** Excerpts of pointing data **
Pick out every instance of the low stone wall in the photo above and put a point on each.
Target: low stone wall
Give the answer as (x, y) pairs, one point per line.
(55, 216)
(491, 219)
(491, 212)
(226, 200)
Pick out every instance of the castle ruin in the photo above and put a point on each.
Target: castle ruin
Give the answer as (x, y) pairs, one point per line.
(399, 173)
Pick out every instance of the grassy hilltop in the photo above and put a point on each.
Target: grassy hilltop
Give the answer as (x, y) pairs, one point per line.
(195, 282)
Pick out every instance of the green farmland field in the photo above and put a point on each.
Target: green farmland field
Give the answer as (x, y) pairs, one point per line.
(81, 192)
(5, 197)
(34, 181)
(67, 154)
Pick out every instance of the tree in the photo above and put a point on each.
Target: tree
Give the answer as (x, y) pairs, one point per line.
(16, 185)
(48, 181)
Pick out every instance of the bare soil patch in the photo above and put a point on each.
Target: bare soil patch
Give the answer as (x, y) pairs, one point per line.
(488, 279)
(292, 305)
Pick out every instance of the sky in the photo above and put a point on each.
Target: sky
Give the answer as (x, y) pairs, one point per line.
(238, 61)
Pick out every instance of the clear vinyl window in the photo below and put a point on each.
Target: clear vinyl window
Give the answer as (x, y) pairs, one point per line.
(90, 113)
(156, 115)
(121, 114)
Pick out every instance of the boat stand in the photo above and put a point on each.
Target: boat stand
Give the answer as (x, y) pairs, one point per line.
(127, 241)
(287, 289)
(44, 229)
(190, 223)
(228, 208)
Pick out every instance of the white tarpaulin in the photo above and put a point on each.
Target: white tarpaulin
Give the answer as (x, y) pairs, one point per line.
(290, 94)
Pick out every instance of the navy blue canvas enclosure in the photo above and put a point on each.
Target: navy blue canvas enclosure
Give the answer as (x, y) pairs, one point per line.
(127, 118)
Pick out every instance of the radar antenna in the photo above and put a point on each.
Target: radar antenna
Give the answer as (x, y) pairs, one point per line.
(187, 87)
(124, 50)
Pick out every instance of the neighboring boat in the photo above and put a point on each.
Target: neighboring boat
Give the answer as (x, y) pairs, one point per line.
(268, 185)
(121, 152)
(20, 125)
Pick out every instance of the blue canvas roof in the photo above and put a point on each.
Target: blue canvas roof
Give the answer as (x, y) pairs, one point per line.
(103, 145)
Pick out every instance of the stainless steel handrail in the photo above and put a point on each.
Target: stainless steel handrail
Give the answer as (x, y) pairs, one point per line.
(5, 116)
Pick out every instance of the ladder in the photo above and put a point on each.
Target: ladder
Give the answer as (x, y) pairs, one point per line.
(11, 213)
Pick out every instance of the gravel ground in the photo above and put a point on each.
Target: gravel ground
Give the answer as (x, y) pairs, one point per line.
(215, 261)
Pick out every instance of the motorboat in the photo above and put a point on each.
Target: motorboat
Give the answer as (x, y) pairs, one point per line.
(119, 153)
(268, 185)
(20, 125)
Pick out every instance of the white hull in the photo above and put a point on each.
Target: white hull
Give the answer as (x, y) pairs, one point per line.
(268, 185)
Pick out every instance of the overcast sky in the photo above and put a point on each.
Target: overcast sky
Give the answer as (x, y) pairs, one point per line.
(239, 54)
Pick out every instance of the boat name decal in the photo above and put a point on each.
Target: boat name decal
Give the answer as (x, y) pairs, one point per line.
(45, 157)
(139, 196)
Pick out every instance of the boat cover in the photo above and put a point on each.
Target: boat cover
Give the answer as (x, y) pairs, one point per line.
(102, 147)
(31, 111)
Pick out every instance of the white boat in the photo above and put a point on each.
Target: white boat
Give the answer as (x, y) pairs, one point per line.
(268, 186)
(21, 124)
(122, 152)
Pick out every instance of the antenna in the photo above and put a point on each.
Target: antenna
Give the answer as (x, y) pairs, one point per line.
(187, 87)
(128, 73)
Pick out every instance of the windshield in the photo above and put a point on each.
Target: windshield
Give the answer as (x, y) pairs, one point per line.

** Your instructions **
Change every "one point per line" in the data above to "a single point on each line", and leave all other text as it is.

** Full response **
Pick out every instance of the low stone wall in the photo above and put a point on each.
Target: low stone wall
Give the answer as (x, y) pairs, a single point on each line.
(55, 216)
(491, 219)
(491, 212)
(226, 200)
Pick out every instance of the castle ruin in the photo above and put a point on each.
Target: castle ruin
Give the answer as (x, y) pairs, a single point on each line.
(399, 173)
Pick out every instance of the grassy hilltop in the photo above and put a point on each.
Target: grassy hilltop
Give the answer as (x, y) pairs, a single point on each line.
(195, 282)
Pick out every instance of the green farmland field in the photo above and put a point on each.
Target: green farmland field
Give the answer as (x, y) pairs, a single point on each line.
(81, 192)
(5, 197)
(34, 181)
(67, 154)
Pick out every instance of the tree in the photo above and put a point on each.
Target: tree
Give the answer as (x, y) pairs, a single point on each line.
(16, 185)
(48, 181)
Pick out every instance of the bare soil patch in the photo above and put a point on each.
Target: bare soil patch
Give the answer as (x, y) pairs, a single point on each line.
(488, 279)
(292, 305)
Pick out every instance of the sky in the photo above and put a point on each.
Target: sky
Give the answer as (x, y) pairs, a single point on each line.
(238, 61)
Pick out every instance of the clear vinyl window in the photo below and put a point on each.
Target: clear vinyl window
Give the answer as (x, y) pairs, a single point on each line.
(90, 113)
(156, 115)
(121, 114)
Pick out every instance of the boat stand in the photo above and put a point on each.
Target: boat stand
Give the answer as (x, y) pairs, a single point on each line.
(127, 241)
(287, 289)
(44, 229)
(190, 223)
(228, 208)
Pick out every instance of the white tarpaulin in the photo above and put a point on each.
Target: white tarpaulin
Give the answer as (x, y) pairs, a single point on each line.
(290, 94)
Pick out every instance of the navy blue canvas enclosure in the photo above and put a point on each.
Target: navy blue canvas enclosure
Give the answer as (x, y) pairs, a single point on each line.
(127, 118)
Pick out every instance of the radar antenna in the photo above and put a point on each.
Target: radar antenna
Give the answer as (x, y) pairs, a single point on each line.
(187, 87)
(124, 50)
Pick out every instance of the neighboring boat in the photo above and put a point on each.
Target: neighboring boat
Give the answer as (x, y) pairs, a single point on each line.
(268, 185)
(121, 152)
(20, 125)
Pick out every instance of the blue canvas roof in the photo above and put a point on each.
Target: blue canvas roof
Give the answer as (x, y) pairs, a single point on each line.
(103, 145)
Pick out every instance of the stainless steel handrail in the photo above and put a point on each.
Target: stainless steel handrail
Give the answer as (x, y) pairs, a single point on each line.
(5, 116)
Pick out every instance of the ladder in the photo above and put a point on each.
Target: ladder
Give the answer as (x, y) pairs, a single point on each line.
(11, 213)
Pick out every instance of the gravel ground in the photo above and put a point on each.
Target: gravel ground
Give the answer as (x, y) pairs, a single point on each line.
(215, 261)
Pick out every instance of the motorboat in the photo above and put a point on each.
Target: motorboat
Give the answer as (x, y) pairs, a single point on each line.
(119, 153)
(268, 185)
(20, 125)
Pick out every instance of the white hull in the photo above and put a point on each.
Target: white hull
Give the answer as (x, y) pairs, a single point on each line.
(268, 185)
Pick out every instance of the overcast sky in the photo above and put a point on each.
Target: overcast sky
Give the answer as (x, y) pairs, a single point on each line.
(239, 54)
Pick out every instance of the boat name decal in the photo above and put a point on each.
Target: boat name decal
Give the answer as (x, y) pairs, a single point on each line.
(45, 157)
(139, 196)
Pick out every instance of the boat cover in the photo above and put a point on each.
Target: boat cover
Give the answer as (x, y) pairs, a single point on each line.
(102, 147)
(31, 111)
Pick out every instance of the white boat in the photo above and put a point on each.
Target: white boat
Give the answer as (x, y) pairs, a single point on each line.
(268, 186)
(21, 124)
(122, 152)
Pick out every instance of the antenna in the photo above and put a point on each.
Target: antenna
Give the answer as (x, y) pairs, a single point on each line.
(187, 87)
(128, 73)
Pick out every instance of the windshield in the photo above and put a point on each.
Target: windshield
Give the answer as (x, y) pairs, a single point on each line.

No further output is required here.